THE PROBLEM:
Copy the listing below word for word, leaving every line unchanged.

■ ■ ■ ■ ■

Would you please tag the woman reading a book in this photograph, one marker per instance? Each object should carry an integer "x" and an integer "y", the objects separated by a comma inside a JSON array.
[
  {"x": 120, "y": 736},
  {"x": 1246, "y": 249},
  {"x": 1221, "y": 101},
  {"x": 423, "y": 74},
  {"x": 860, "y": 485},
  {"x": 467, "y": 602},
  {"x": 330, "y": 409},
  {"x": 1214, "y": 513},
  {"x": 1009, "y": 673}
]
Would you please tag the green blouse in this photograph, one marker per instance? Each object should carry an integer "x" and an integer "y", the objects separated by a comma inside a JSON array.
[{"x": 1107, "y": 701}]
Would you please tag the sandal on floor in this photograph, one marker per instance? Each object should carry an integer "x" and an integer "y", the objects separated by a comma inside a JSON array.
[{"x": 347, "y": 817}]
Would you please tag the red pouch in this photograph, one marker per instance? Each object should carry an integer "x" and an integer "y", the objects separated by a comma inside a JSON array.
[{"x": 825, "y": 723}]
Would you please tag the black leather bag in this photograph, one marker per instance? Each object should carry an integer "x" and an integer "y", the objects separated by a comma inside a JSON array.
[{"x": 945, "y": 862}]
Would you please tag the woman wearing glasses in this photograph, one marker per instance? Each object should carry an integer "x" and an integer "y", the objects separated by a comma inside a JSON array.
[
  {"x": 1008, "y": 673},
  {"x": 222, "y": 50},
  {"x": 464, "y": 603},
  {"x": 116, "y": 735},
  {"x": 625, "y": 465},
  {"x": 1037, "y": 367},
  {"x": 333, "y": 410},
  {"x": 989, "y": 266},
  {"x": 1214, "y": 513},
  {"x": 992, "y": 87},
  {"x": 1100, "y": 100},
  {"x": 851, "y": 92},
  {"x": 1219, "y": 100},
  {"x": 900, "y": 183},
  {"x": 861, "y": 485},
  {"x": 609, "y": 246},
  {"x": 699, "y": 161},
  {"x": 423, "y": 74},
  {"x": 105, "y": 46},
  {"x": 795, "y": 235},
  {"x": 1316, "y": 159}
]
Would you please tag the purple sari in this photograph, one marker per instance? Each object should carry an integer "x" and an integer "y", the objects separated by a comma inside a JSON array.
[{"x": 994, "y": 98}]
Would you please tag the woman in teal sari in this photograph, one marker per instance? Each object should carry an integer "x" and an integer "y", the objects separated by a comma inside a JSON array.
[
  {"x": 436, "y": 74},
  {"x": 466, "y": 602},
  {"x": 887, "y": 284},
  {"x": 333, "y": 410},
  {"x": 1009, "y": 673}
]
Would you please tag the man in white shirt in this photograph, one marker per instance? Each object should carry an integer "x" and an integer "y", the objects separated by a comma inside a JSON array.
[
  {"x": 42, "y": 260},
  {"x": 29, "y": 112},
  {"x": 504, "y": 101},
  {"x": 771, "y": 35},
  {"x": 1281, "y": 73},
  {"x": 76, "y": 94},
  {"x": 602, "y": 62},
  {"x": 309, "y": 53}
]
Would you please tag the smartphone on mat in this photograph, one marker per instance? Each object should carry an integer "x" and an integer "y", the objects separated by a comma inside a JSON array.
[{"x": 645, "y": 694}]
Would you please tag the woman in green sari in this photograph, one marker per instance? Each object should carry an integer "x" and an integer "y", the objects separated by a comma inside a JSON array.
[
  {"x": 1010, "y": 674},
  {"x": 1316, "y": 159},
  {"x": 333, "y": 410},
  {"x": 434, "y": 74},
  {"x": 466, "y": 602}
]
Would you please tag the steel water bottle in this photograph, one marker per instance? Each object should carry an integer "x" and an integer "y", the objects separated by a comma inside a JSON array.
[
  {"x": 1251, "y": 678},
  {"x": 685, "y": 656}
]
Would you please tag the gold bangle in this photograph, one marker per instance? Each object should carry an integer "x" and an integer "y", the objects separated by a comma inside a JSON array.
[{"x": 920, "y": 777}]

■ ■ ■ ■ ■

CORRECT RESPONSE:
Would you please tag the woman reading a book in this photograph, one marker per instance? Each object should carry an integer "x" and an integer "y", the objects separated by a comma inside a JSON array.
[
  {"x": 120, "y": 736},
  {"x": 1246, "y": 249},
  {"x": 1221, "y": 101},
  {"x": 423, "y": 74},
  {"x": 860, "y": 485},
  {"x": 467, "y": 602},
  {"x": 330, "y": 409},
  {"x": 1214, "y": 513},
  {"x": 1009, "y": 673}
]
Would you please tag the green blouse in this photograph, one marker per instance? Each object should carry an integer "x" and an integer "y", the objects separated by a comma inside a JSON array.
[{"x": 1107, "y": 701}]
Would you please tag the sandal on floor in this photograph, one marker per instance? Each object should carry an integer "x" and an integer "y", the objects separated by a comma inside a JSON array.
[{"x": 347, "y": 817}]
Would you please tag the red pouch in this photograph, one marker per instance? Each object should carry an integer "x" and an integer "y", the objects separated by a comma inside a JSON array.
[{"x": 825, "y": 723}]
Would you please tag the black leather bag in this photograph, one marker per instance? Each object should carry an integer "x" and an integer "y", the objects separated by a comma inside a JSON array.
[{"x": 945, "y": 862}]
Would you please tag the woman wearing glasses in this photograph, one marker per instance? Each object should carry an integer "x" and an integer "y", the objects separated by a comma inside a JSON array.
[
  {"x": 1008, "y": 673},
  {"x": 222, "y": 50},
  {"x": 464, "y": 603},
  {"x": 116, "y": 735},
  {"x": 625, "y": 465},
  {"x": 1037, "y": 367},
  {"x": 333, "y": 410},
  {"x": 989, "y": 266},
  {"x": 1214, "y": 513},
  {"x": 992, "y": 87},
  {"x": 1100, "y": 100},
  {"x": 851, "y": 92},
  {"x": 1219, "y": 100},
  {"x": 900, "y": 183},
  {"x": 861, "y": 485},
  {"x": 609, "y": 246},
  {"x": 699, "y": 161},
  {"x": 423, "y": 74},
  {"x": 105, "y": 46},
  {"x": 795, "y": 235},
  {"x": 1316, "y": 159}
]
Would you please tag the purple sari in this photograph, one marker per instance? Each object should carry an integer "x" and an integer "y", the objects separated by a comma inside a JSON array.
[{"x": 994, "y": 98}]
Would you please tag the woman in teal sari in this photograph, one marker per instance? Each object should carry an integer "x" and an integer "y", the objects separated by a comma inside a JSON array.
[
  {"x": 436, "y": 74},
  {"x": 466, "y": 602},
  {"x": 887, "y": 284},
  {"x": 333, "y": 410},
  {"x": 1009, "y": 673}
]
Would you please tag the man in white shirt in this photograph, one marker per instance? Each object should carry an integer "x" and an integer "y", the objects separated by a comma inside a JSON array.
[
  {"x": 42, "y": 260},
  {"x": 29, "y": 112},
  {"x": 504, "y": 101},
  {"x": 771, "y": 35},
  {"x": 1281, "y": 73},
  {"x": 76, "y": 94},
  {"x": 602, "y": 62},
  {"x": 309, "y": 53}
]
Would you please tag the smartphone on mat in this photograph, one marker per instance? Each object should carry an integer "x" and an integer "y", the objects separated by a comma inside a JSON array.
[{"x": 645, "y": 694}]
Would you please tag the woman in green sari in this photograph, one marker per instance? Each object should carry an integer "x" and an integer "y", the objects separated by a comma inside a JSON array.
[
  {"x": 1010, "y": 674},
  {"x": 1316, "y": 159},
  {"x": 333, "y": 410},
  {"x": 434, "y": 74},
  {"x": 466, "y": 602}
]
Would you please tag the steel water bottle in this photograph, one marker per instance? Each object should carry an integer "x" and an integer "y", the objects separated by a comma inside a JSON array.
[
  {"x": 1251, "y": 678},
  {"x": 685, "y": 656}
]
Would you please tag the gold bangle in this photograph, one marker per instance? Each object should carry an integer "x" and an integer "y", the objects separated by a comma inside a JSON array.
[{"x": 920, "y": 777}]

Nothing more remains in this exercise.